Document extract
################
0

I want to prove that any element $a+b{\omega}$ in ${\bf Z}[{\omega}]$ is congruent to either $0$, $1$, or $-1$ in the quotient ring ${\bf Z}[{\omega}]/(1-{\omega})$. Here $(1-{\omega})$ is the ideal generated by $1-{\omega}$. We recall that ${\bf Z}[{\omega}]$ is a Euclidean ring and is hence a principal ideal domain.

My attempt is as follows. I am not entirely sure about my reasoning! In the quotient ring, since $1={\omega}$, $1={\omega}^2$, and so $1+{\omega}+{\omega}^2$ must be $3$. But $1+{\omega}+{\omega}^2=0$ in ${\bf Z}[{\omega}]$ (remember $\omega$ is a complex cube root of unity). Since $3=0$ in this quotient ring, and $\omega = 1$, any element $a+b{\omega}$ must be congruent to $a+b$ modulo the ideal $(1-{\omega}).$ Therefore dividing $a+b$ by $3$ yields one of the remainders $0$, $1$, 0r $-1$. Where am I making a mistake? (Perhaps irrationally), I feel uncomfortable about concluding that $3=0$ in the quotient ring.
################
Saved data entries

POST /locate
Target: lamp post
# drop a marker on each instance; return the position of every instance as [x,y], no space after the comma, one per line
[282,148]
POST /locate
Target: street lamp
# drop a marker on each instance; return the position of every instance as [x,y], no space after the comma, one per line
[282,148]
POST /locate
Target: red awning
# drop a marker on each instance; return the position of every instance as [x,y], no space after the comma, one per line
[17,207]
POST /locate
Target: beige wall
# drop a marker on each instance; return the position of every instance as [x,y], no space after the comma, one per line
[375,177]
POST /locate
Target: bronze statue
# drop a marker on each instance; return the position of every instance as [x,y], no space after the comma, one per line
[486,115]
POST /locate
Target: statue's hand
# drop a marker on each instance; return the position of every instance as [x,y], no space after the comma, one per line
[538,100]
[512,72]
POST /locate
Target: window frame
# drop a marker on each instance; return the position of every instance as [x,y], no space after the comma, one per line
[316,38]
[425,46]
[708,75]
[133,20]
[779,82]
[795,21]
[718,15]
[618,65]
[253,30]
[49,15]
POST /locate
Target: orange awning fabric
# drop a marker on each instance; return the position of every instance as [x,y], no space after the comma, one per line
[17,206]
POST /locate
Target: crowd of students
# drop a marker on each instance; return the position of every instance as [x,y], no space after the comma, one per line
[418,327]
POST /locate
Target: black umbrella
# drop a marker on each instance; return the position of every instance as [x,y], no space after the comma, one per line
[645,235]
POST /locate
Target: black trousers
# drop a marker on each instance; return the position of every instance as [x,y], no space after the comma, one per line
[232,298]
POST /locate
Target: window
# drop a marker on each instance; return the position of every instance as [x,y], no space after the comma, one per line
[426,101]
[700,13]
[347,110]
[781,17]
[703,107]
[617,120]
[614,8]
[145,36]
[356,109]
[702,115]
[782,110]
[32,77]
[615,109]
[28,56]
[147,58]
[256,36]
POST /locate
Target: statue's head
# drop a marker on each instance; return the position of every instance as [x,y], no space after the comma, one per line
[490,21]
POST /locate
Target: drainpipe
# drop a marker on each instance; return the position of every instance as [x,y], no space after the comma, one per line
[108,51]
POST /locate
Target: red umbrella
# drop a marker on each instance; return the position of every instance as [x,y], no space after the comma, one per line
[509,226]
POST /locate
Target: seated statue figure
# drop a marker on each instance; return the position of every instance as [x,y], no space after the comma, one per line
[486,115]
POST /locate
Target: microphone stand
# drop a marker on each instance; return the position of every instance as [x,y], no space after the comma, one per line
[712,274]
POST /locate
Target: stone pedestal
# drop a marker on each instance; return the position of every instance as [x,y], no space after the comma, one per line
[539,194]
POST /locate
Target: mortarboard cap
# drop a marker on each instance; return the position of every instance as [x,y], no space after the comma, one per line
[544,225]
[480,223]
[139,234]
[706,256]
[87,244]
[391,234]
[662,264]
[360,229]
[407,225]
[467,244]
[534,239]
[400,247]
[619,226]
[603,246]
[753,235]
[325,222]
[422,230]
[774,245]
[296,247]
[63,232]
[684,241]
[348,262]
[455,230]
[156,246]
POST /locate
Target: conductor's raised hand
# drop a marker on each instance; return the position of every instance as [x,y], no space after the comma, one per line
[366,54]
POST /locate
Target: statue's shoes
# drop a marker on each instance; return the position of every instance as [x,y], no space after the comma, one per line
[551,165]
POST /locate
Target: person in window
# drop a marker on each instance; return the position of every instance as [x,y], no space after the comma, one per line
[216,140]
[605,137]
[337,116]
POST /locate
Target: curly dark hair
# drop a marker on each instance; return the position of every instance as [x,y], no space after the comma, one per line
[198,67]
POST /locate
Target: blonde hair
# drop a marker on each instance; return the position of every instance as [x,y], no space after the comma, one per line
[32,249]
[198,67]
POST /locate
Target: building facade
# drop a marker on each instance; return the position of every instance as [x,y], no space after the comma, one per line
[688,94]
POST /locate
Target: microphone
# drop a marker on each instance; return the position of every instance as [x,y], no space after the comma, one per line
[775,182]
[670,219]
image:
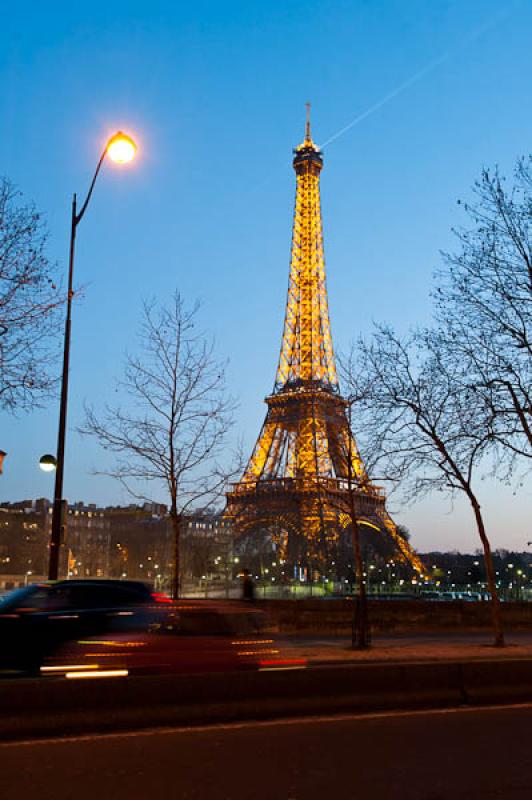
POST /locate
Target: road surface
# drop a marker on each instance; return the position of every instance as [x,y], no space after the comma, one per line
[461,754]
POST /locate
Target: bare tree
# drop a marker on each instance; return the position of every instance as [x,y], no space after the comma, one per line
[28,300]
[484,306]
[174,426]
[425,434]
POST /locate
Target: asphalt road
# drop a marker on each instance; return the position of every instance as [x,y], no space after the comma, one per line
[430,755]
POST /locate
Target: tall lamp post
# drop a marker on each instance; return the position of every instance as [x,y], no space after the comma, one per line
[121,149]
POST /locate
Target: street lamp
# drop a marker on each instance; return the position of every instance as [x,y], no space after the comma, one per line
[48,463]
[121,149]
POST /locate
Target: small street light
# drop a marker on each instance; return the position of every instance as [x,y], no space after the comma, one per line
[121,149]
[48,463]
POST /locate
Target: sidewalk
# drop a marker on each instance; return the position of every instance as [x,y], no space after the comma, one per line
[408,648]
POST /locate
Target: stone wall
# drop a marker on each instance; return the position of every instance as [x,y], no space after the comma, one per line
[334,617]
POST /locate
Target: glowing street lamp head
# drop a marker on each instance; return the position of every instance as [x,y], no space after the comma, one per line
[48,463]
[121,148]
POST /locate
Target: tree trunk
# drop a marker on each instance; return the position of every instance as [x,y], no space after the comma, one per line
[176,529]
[490,573]
[360,630]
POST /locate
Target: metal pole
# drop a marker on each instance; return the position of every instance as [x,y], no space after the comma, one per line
[56,537]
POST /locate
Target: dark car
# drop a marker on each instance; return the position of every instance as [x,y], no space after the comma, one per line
[185,637]
[35,620]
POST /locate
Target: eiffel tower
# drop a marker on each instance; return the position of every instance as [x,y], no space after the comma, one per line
[296,484]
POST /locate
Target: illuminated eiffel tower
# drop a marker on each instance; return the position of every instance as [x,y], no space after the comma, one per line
[296,484]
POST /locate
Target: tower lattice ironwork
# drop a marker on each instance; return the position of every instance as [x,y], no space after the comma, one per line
[296,484]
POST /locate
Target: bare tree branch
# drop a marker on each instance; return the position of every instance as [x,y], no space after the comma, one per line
[174,428]
[29,300]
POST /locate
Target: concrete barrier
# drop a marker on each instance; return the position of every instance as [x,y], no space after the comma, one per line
[334,617]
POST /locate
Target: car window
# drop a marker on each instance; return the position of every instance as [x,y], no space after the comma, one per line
[102,596]
[15,598]
[203,622]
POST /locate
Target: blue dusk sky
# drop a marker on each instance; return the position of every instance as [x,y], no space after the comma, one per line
[214,92]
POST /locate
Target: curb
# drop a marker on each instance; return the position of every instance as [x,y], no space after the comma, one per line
[57,707]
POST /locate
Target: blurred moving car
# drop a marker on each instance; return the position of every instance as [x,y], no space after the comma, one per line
[100,628]
[36,619]
[186,637]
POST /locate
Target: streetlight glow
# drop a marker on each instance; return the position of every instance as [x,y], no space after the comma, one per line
[48,463]
[121,148]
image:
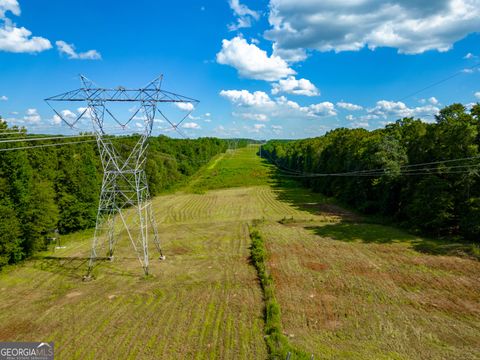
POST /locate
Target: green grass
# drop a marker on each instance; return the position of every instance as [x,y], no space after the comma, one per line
[332,283]
[277,343]
[233,169]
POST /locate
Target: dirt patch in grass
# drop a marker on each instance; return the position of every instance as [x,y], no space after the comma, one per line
[315,266]
[178,250]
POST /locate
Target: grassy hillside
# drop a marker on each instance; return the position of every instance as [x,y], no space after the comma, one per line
[346,289]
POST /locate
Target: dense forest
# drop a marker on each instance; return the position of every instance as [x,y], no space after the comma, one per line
[422,175]
[47,188]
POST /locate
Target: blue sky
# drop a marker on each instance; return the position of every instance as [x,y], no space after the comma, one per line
[261,69]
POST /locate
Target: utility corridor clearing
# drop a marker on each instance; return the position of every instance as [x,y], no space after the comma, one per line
[346,288]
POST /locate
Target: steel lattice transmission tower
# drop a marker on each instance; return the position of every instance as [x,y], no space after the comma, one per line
[124,204]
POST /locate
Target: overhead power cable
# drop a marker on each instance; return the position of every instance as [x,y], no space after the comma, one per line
[46,145]
[403,170]
[476,65]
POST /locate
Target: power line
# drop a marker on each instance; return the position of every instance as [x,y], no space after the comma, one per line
[43,138]
[47,145]
[405,169]
[440,81]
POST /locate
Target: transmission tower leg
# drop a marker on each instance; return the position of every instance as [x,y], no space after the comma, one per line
[142,205]
[153,225]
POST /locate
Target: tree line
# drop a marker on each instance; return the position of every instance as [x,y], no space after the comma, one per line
[43,189]
[422,175]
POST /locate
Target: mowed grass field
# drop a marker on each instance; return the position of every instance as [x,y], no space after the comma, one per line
[347,289]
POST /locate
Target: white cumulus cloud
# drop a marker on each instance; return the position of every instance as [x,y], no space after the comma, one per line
[18,39]
[251,61]
[69,50]
[412,27]
[32,116]
[387,109]
[185,106]
[191,125]
[291,85]
[248,99]
[349,106]
[254,105]
[244,15]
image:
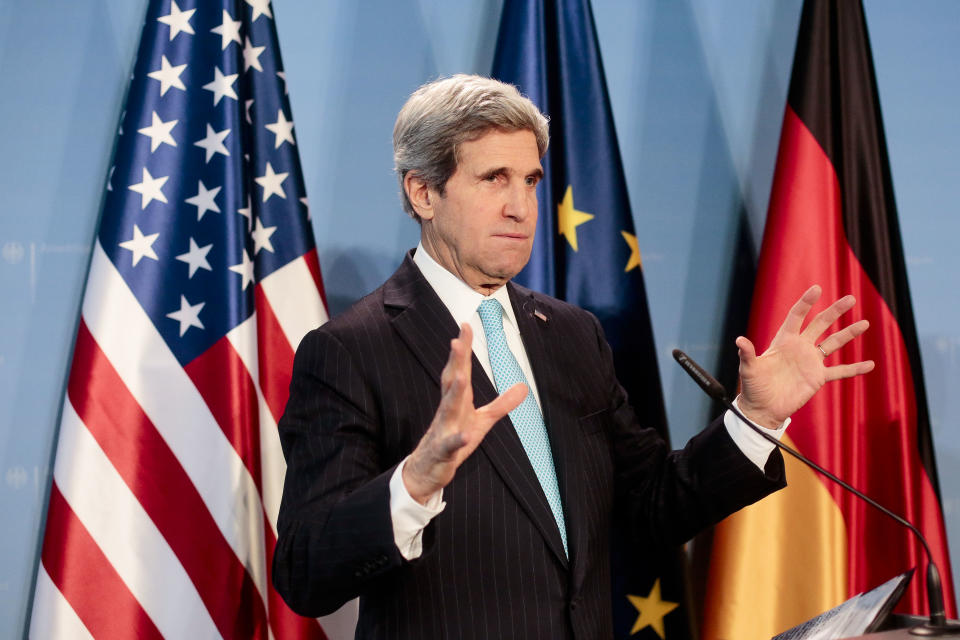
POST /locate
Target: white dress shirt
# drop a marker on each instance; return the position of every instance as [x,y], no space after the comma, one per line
[409,516]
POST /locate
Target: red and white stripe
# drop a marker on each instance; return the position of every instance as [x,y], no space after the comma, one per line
[167,481]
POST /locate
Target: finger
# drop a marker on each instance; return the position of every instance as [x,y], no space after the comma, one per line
[504,403]
[459,360]
[841,371]
[456,397]
[800,309]
[827,317]
[747,352]
[836,340]
[448,446]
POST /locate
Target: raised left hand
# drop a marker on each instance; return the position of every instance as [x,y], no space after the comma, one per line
[774,385]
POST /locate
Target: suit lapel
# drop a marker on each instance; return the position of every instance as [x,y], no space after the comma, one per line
[426,326]
[561,427]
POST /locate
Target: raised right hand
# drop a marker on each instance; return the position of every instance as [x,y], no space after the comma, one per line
[457,427]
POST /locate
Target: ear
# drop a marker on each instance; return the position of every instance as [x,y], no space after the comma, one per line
[418,191]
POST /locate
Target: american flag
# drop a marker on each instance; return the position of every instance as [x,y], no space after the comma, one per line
[203,279]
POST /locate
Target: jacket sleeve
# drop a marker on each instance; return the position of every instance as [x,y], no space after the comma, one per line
[335,533]
[667,497]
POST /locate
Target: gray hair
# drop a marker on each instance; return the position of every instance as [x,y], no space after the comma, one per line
[443,114]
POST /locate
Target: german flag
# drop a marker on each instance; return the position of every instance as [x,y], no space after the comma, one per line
[832,220]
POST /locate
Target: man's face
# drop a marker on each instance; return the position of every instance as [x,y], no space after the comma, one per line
[482,228]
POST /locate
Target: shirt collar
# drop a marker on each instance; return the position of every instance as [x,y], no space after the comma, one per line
[456,295]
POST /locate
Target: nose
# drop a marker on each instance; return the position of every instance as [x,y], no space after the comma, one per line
[521,202]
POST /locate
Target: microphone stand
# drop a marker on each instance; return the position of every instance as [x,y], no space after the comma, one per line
[937,625]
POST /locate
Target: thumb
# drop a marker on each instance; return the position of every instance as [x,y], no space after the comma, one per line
[747,352]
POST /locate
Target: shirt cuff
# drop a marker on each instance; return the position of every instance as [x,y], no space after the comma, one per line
[410,517]
[752,444]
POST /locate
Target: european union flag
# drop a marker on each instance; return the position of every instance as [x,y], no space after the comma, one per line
[586,252]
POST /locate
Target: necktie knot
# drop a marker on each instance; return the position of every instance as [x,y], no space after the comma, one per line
[491,315]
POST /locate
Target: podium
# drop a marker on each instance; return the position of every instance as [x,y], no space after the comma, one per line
[865,616]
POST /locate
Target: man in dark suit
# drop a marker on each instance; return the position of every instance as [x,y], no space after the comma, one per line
[455,512]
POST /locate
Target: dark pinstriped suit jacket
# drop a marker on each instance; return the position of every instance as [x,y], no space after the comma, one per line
[365,387]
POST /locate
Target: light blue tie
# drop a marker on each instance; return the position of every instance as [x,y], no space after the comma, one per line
[527,419]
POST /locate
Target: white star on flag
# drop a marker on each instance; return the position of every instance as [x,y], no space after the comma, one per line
[229,31]
[187,315]
[221,85]
[282,129]
[261,238]
[260,7]
[177,20]
[203,201]
[245,269]
[213,143]
[196,257]
[271,183]
[168,76]
[150,189]
[246,213]
[251,56]
[159,132]
[141,245]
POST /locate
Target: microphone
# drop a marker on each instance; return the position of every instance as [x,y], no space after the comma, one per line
[937,625]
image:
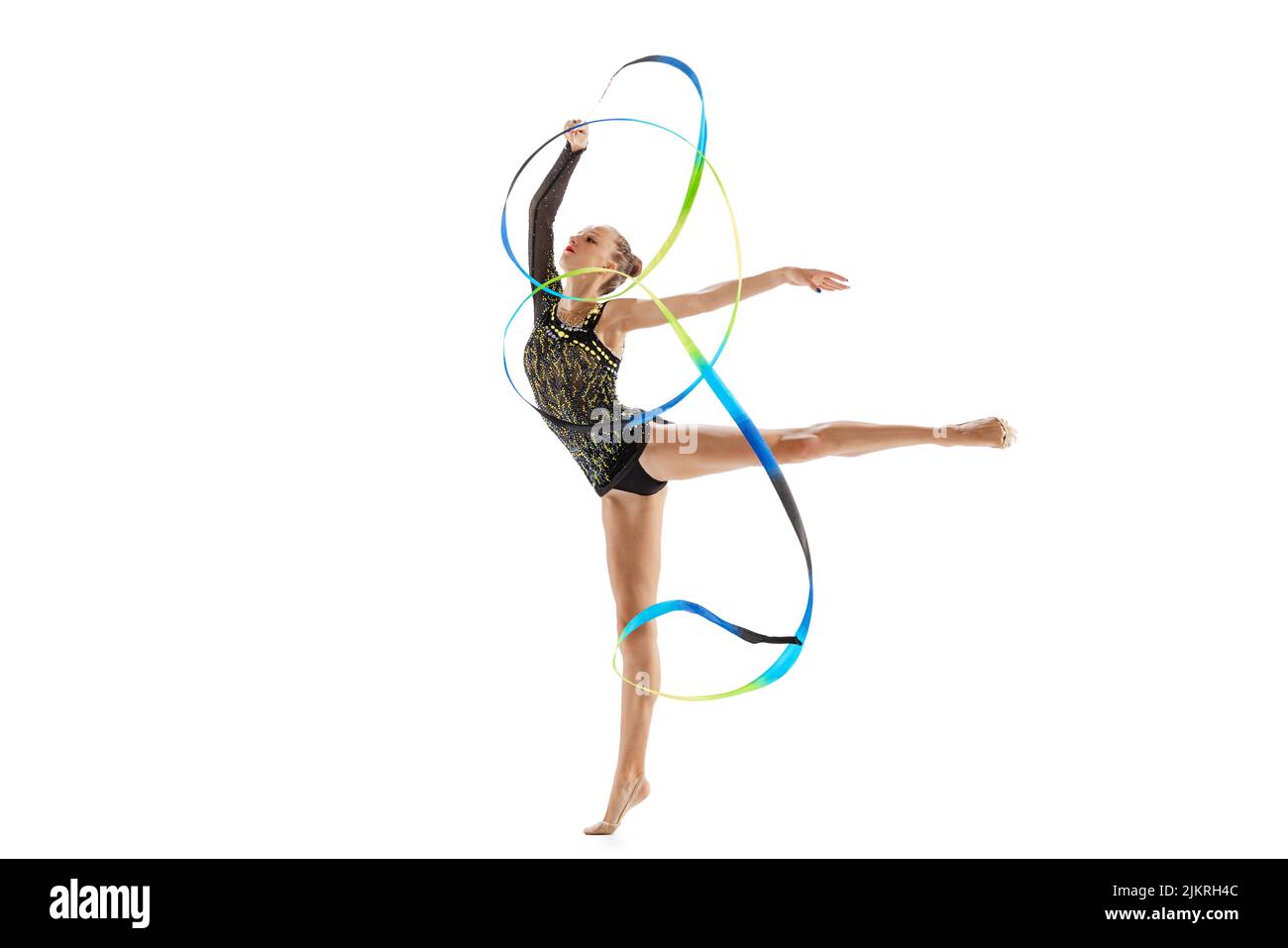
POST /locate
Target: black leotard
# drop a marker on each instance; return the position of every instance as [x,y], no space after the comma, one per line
[574,375]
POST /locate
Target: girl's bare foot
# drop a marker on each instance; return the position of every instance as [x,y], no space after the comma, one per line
[626,793]
[990,433]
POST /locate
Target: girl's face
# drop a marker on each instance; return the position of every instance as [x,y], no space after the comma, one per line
[591,247]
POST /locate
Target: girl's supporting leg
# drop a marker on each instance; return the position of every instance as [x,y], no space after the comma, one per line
[632,539]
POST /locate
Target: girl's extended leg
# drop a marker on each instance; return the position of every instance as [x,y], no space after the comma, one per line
[691,451]
[632,539]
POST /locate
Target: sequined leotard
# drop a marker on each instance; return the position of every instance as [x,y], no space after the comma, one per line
[574,375]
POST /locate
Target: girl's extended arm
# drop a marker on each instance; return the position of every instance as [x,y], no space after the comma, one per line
[643,313]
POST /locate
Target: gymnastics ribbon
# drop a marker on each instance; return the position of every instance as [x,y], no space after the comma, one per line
[706,372]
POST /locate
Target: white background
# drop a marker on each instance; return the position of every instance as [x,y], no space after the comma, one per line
[288,569]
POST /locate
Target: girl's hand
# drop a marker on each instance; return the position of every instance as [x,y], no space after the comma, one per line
[814,279]
[579,138]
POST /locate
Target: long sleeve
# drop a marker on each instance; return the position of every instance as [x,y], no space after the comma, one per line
[541,222]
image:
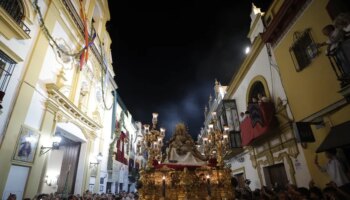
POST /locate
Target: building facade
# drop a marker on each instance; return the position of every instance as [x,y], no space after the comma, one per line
[124,158]
[315,77]
[255,108]
[56,99]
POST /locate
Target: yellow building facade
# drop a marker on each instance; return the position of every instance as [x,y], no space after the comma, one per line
[317,92]
[50,93]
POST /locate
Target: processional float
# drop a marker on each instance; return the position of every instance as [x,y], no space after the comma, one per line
[184,170]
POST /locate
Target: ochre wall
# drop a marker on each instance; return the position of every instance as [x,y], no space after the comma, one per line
[316,86]
[313,88]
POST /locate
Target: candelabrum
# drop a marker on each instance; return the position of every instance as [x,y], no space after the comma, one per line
[216,142]
[152,141]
################
Prompt 1
For each statement about the forum post on the quotient ring of Z[ω], say yes or no according to the post, and quote the words that decide it. (a) The writer says that Z[ω] is a principal ideal domain. (b) The writer is fully confident in the reasoning offered. (c) The writer describes ω as a real cube root of unity.
Prompt 2
Transcribe the part of the forum post on the quotient ring of Z[ω] that opens with the words containing "I want to prove" and closes with "principal ideal domain.".
Prompt 3
Pick up the forum post on the quotient ring of Z[ω] and continue it past its last sentence.
The rows have no connection to the forum post on the quotient ring of Z[ω].

Right answer 1
(a) Yes: "is a Euclidean ring and is hence a principal ideal domain."
(b) No: "I am not entirely sure about my reasoning!"
(c) No: "remember $\omega$ is a complex cube root of unity"

Right answer 2
I want to prove that any element $a+b{\omega}$ in ${\bf Z}[{\omega}]$ is congruent to either $0$, $1$, or $-1$ in the quotient ring ${\bf Z}[{\omega}]/(1-{\omega})$. Here $(1-{\omega})$ is the ideal generated by $1-{\omega}$. We recall that ${\bf Z}[{\omega}]$ is a Euclidean ring and is hence a principal ideal domain.

Right answer 3
student
  • 1,324
  • 2
    What makes you think you’re making a mistake? – J. W. Tanner Jan 09 '24 at 17:23
  • 1
    For a solution-verification question to be on topic you must specify precisely which step in the proof you question, and why so. This site is not meant to be used as a proof checking machine. – Bill Dubuque Jan 09 '24 at 17:28
  • Sorry. Will edit my question underscoring the precise point which troubles me! – student Jan 09 '24 at 17:35
  • 1
    You essentially used $w\equiv 1\Rightarrow f(w)\equiv f(1),$ so $, 0 \equiv w^2+w+1\equiv 1^2+1+1,,$ which is rigorous - being a special case of the Polynomial Congruence Rule, see the linked dupe. $\ \ $ – Bill Dubuque Jan 09 '24 at 18:39
  • 1
    i.e. we're working modulo the ideal $,I = (x!-!1,\color{#c00}{f(x)}) = (x!-!1,\color{#c00}{f(1)}) = (x!-!1,3),,$ by $,\color{#c00}{f(x)\equiv f(1)}\pmod{x!-!1}.,$ Finally $,\Bbb Z[x]/I :!\cong, \Bbb Z/3,$ as here. $\ \ $ – Bill Dubuque Jan 09 '24 at 19:02

1 Answers1

1

$(1-\omega)(2+\omega)=2-\omega-\omega^2=3-(1+\omega+\omega^2)=3$, so $3 \in (1-\omega)$.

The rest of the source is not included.